WORK INSTRUCTIONS>
[1] Using the passage about the Mando family, mark each statement yes or no, and back each answer with the deciding words of the passage, quoted exactly. (a) The family spent Thursday night in a Birmingham hotel. (b) The lines at gas stations grew longer as the family drove north. (c) The Red Cross delivered water to the hospital.
[2] Resume the passage about the Mando family after its last sentence and carry it forward.

══ READING TEXT ══

The flood water never reached the house.
They stayed the night, expecting the power to return the next morning. They fired up their gas grill and cooked the remaining meat that was left in the house.
After realizing that their home was no longer suitable for living, they decided to abandon their compound the next morning and set out toward Mando’s uncle’s home in Alexandria, Virgnina.
The Mando family drove through Alabama, stopping in a Birmingham hotel on Thursday night before continuing across the country, DC-bound.
The trip was smooth, except for when Mando’s car gas tank almost reached empty. Finding gas was an adventure in itself.
“We had to go to this gas station where there was a four-hour wait,” he said. “And there was only a $20 limit on gas… It was a mess.”
Gas prices were astronomical, but the lines got shorter the further north they drove. Eventually, they arrived in the metro area on Saturday where they plan on staying until the city gets rebuilt.
A failed plan
Mando, like many Americans, is disappointed by the government’s response.
“I think a country that’s this wealthy [and] this powerful… could get a handle on a catastrophe in its own territory,” he said.
New Orleans and the surrounding areas had been planning for several years the type of response that was necessary, said Mando.
“The plan always involved the federal government stepping in and providing food and water [and] troops and keeping order, but that wasn’t there,” he said. “The master plan fell through completely.”
Everyone from the local police to the American Red Cross failed in their relief efforts, he said.
“The Red Cross was supposed to come to the hospital to deliver water and they never did,” he said.
The hospital has been shut down for the next two months due to lack of water. Patients were transferred nearby hospitals that were still running.

═══
══ DATA SECTION ══

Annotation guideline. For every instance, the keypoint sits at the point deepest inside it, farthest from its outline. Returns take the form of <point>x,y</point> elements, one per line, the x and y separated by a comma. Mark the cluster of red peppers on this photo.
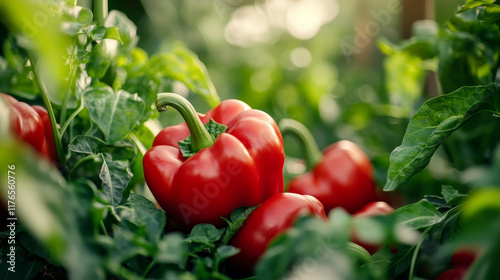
<point>233,156</point>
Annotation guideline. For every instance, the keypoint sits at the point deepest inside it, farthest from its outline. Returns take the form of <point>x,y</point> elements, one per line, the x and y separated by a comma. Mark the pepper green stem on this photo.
<point>313,154</point>
<point>100,11</point>
<point>200,137</point>
<point>48,105</point>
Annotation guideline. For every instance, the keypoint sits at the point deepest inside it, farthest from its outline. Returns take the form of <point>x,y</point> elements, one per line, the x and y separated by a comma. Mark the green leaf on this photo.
<point>183,65</point>
<point>418,215</point>
<point>470,4</point>
<point>88,145</point>
<point>436,119</point>
<point>452,196</point>
<point>237,218</point>
<point>205,234</point>
<point>143,213</point>
<point>224,252</point>
<point>106,33</point>
<point>126,28</point>
<point>116,114</point>
<point>214,128</point>
<point>172,249</point>
<point>50,212</point>
<point>115,176</point>
<point>489,14</point>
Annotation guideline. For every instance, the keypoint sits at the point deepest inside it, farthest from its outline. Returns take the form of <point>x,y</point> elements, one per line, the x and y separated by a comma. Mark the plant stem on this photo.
<point>46,101</point>
<point>200,138</point>
<point>68,121</point>
<point>313,154</point>
<point>415,254</point>
<point>100,11</point>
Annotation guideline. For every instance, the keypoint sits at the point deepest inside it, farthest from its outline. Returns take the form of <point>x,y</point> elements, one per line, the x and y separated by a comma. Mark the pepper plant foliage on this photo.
<point>91,216</point>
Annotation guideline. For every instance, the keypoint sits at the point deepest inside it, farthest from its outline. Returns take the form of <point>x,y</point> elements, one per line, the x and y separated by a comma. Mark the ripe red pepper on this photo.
<point>243,166</point>
<point>341,176</point>
<point>32,125</point>
<point>461,259</point>
<point>271,218</point>
<point>372,209</point>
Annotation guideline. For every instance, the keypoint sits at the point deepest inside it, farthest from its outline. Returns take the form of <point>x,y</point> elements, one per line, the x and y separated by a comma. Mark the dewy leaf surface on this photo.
<point>436,119</point>
<point>116,114</point>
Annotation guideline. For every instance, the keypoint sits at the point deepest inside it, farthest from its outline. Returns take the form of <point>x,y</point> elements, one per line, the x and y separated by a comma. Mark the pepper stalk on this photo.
<point>313,154</point>
<point>200,137</point>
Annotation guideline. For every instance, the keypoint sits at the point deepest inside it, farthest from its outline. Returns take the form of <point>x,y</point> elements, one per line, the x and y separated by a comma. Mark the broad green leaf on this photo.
<point>436,119</point>
<point>106,33</point>
<point>172,249</point>
<point>115,176</point>
<point>183,65</point>
<point>452,196</point>
<point>143,213</point>
<point>115,113</point>
<point>418,215</point>
<point>205,234</point>
<point>224,252</point>
<point>470,4</point>
<point>47,209</point>
<point>88,145</point>
<point>147,86</point>
<point>102,57</point>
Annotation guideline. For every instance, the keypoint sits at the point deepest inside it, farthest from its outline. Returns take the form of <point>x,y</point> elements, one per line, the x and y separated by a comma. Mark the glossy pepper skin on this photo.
<point>372,209</point>
<point>32,125</point>
<point>242,167</point>
<point>272,217</point>
<point>340,176</point>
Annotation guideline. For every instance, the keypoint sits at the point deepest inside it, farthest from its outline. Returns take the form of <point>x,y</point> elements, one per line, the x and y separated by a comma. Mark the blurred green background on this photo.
<point>316,61</point>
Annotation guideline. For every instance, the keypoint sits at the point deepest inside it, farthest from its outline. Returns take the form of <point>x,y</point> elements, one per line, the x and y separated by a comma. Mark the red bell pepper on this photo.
<point>341,176</point>
<point>32,125</point>
<point>372,209</point>
<point>271,218</point>
<point>242,166</point>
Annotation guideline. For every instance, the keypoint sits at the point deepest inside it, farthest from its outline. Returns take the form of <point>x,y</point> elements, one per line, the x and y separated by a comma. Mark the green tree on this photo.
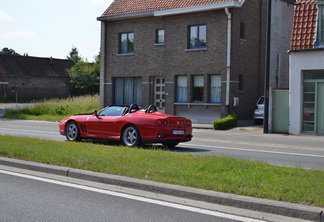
<point>8,51</point>
<point>74,55</point>
<point>84,78</point>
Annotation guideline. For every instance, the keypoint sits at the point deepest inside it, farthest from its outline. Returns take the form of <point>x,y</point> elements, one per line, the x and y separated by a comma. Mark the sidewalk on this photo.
<point>7,106</point>
<point>250,203</point>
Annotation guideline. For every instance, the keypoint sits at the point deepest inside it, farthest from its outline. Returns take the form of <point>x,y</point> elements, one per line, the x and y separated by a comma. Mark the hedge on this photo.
<point>225,123</point>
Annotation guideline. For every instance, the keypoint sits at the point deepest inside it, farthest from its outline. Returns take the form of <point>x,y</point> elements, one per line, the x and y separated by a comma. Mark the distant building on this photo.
<point>307,68</point>
<point>199,59</point>
<point>33,77</point>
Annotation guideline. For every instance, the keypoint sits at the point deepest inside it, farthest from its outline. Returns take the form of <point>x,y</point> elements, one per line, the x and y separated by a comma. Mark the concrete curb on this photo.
<point>250,203</point>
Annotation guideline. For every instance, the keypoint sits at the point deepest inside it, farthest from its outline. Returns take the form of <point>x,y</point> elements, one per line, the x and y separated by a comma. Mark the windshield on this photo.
<point>112,111</point>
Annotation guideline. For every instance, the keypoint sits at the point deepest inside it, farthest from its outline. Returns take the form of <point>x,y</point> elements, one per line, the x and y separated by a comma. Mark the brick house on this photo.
<point>307,68</point>
<point>34,77</point>
<point>201,59</point>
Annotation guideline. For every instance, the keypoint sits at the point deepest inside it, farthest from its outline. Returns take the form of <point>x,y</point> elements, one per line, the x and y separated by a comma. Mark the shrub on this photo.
<point>225,123</point>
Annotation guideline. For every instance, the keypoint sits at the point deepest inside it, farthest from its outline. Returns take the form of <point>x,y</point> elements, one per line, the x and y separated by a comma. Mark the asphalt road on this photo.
<point>250,143</point>
<point>36,198</point>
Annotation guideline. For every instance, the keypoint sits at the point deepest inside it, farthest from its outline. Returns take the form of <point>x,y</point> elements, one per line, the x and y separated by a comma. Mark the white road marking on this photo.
<point>31,131</point>
<point>137,198</point>
<point>250,150</point>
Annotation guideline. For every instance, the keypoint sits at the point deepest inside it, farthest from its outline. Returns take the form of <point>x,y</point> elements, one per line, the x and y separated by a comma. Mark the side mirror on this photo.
<point>95,113</point>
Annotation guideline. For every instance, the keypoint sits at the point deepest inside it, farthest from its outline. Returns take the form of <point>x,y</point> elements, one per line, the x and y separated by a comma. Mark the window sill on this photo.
<point>126,54</point>
<point>196,50</point>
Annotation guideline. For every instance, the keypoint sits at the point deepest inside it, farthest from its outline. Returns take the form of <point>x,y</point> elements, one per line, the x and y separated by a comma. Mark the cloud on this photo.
<point>5,17</point>
<point>17,34</point>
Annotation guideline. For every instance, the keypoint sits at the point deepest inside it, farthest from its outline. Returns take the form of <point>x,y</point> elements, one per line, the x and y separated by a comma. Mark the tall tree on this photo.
<point>74,55</point>
<point>84,77</point>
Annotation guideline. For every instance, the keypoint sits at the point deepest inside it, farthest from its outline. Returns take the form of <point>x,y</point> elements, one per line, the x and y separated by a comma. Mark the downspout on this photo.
<point>228,63</point>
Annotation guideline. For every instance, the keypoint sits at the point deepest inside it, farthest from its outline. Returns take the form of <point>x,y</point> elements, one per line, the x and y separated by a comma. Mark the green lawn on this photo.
<point>222,174</point>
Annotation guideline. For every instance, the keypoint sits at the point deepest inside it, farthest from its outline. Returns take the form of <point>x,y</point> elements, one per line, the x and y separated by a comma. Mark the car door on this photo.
<point>102,127</point>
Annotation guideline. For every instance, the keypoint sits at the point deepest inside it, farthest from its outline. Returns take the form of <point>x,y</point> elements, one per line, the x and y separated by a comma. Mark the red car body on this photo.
<point>130,126</point>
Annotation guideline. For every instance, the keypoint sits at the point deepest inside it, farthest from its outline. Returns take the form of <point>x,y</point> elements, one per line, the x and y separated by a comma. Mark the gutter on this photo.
<point>175,11</point>
<point>228,63</point>
<point>200,8</point>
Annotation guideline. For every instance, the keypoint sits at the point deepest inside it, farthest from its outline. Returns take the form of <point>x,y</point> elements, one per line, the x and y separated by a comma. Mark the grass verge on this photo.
<point>56,109</point>
<point>222,174</point>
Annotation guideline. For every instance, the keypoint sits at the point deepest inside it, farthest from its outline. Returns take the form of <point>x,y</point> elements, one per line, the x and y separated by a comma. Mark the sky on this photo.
<point>50,28</point>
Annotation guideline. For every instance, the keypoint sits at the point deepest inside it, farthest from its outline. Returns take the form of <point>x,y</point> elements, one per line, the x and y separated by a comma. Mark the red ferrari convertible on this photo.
<point>129,125</point>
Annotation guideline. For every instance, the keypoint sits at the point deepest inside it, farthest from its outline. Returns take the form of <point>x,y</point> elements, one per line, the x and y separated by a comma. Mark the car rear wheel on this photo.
<point>131,136</point>
<point>72,132</point>
<point>170,144</point>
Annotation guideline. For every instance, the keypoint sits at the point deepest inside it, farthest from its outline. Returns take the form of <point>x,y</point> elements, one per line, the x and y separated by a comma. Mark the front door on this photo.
<point>159,94</point>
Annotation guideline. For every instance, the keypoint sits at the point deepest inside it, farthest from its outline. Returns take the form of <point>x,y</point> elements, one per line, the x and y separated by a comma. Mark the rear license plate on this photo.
<point>178,132</point>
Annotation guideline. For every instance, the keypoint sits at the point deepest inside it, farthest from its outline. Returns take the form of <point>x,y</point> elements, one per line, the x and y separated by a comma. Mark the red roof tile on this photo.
<point>131,6</point>
<point>304,26</point>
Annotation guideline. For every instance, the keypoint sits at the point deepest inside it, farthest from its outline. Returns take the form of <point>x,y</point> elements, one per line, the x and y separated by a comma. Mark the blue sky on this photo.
<point>47,28</point>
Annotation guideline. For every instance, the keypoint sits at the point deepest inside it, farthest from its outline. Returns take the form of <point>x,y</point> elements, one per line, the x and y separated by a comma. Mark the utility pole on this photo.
<point>267,72</point>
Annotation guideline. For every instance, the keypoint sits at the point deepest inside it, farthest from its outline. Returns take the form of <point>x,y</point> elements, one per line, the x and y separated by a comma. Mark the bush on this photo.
<point>225,123</point>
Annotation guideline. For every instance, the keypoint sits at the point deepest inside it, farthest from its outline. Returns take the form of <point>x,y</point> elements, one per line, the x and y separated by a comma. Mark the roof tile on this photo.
<point>304,27</point>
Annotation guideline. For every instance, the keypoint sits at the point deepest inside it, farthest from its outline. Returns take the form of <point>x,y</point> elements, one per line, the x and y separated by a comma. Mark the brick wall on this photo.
<point>173,58</point>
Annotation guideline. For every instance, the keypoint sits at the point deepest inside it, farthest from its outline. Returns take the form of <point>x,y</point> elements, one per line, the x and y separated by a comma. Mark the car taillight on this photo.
<point>161,122</point>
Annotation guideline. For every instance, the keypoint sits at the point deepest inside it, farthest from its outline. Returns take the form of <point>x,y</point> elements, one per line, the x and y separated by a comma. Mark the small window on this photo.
<point>215,89</point>
<point>242,30</point>
<point>126,43</point>
<point>128,91</point>
<point>160,36</point>
<point>198,89</point>
<point>181,89</point>
<point>197,36</point>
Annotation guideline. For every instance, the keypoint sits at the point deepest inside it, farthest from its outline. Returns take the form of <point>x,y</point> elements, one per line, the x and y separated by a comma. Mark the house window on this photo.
<point>181,89</point>
<point>126,43</point>
<point>321,21</point>
<point>197,36</point>
<point>198,89</point>
<point>242,30</point>
<point>128,91</point>
<point>215,89</point>
<point>160,36</point>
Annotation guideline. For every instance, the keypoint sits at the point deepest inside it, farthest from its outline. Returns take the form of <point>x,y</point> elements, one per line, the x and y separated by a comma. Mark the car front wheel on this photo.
<point>72,131</point>
<point>131,136</point>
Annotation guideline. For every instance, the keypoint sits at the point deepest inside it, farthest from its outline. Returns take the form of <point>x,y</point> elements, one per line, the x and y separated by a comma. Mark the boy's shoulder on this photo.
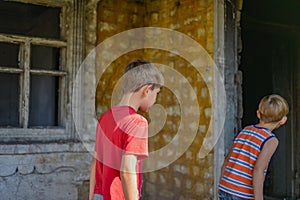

═══

ANSWER SET>
[1]
(a) Yes: "stopping in a Birmingham hotel on Thursday night"
(b) No: "the lines got shorter the further north they drove"
(c) No: "The Red Cross was supposed to come to the hospital to deliver water and they never did"

[2]
Despite his frustration with the federal response, he appreciated the sympathy from his peers when he arrived back in the district.
“I actually expected them to care less,” he said.
But he did admit that it was strange to walk the serene streets of Washington yesterday while flood water still engulfed his town.
“It’s just not same place here,” he said. “It just hasn’t affected you personally.”
An expensive future
For now, Mando will remain in DC, hopefully attending classes at GW and staying with friends. His mother, who was a substitute teacher in Louisiana, will try to get a similar job in Alexandria public schools, while his sister, a freshman, and his brother, a junior, will enroll in high school in Alexandria.
“I never thought in a million years I’d come back here this quickly,” he said
Mando’s father will head back toward the disaster area to offer his medical services in a makeshift hospital in Louisiana. “That’s going to provide him with food and water and a place to live… and he’s just going to work… to get things up again.”
Mando would like to take 12 credits, approximately four classes, while he stays here during the course of the semester. He plans on meeting university officials today to see if there is room for him to sign-up.
“I don’t know if I can afford the thousand dollars per credit, but I’m going to see what I can do,” he said.
The price, he said, is the one thing that makes him regret returning to GW.
“It’s not possible for me,” he said of the charge for non-degree students. “My dad lost his job [and] there’s no income. It’s just not possible.”
Mando has not yet spoken with his school officials to see if the credits will transfer. In fact, there is no indication on when his school will reopen again.
The UNO website says that about two-thirds of the campus is underwater, and Mando estimates that it will be January before UNO resumes.
However, he is determined to find something to sustain him while his city rebuilds.
“I’m going to have to figure out something else,” he said. “I can’t just [be] not doing anything for a semester.”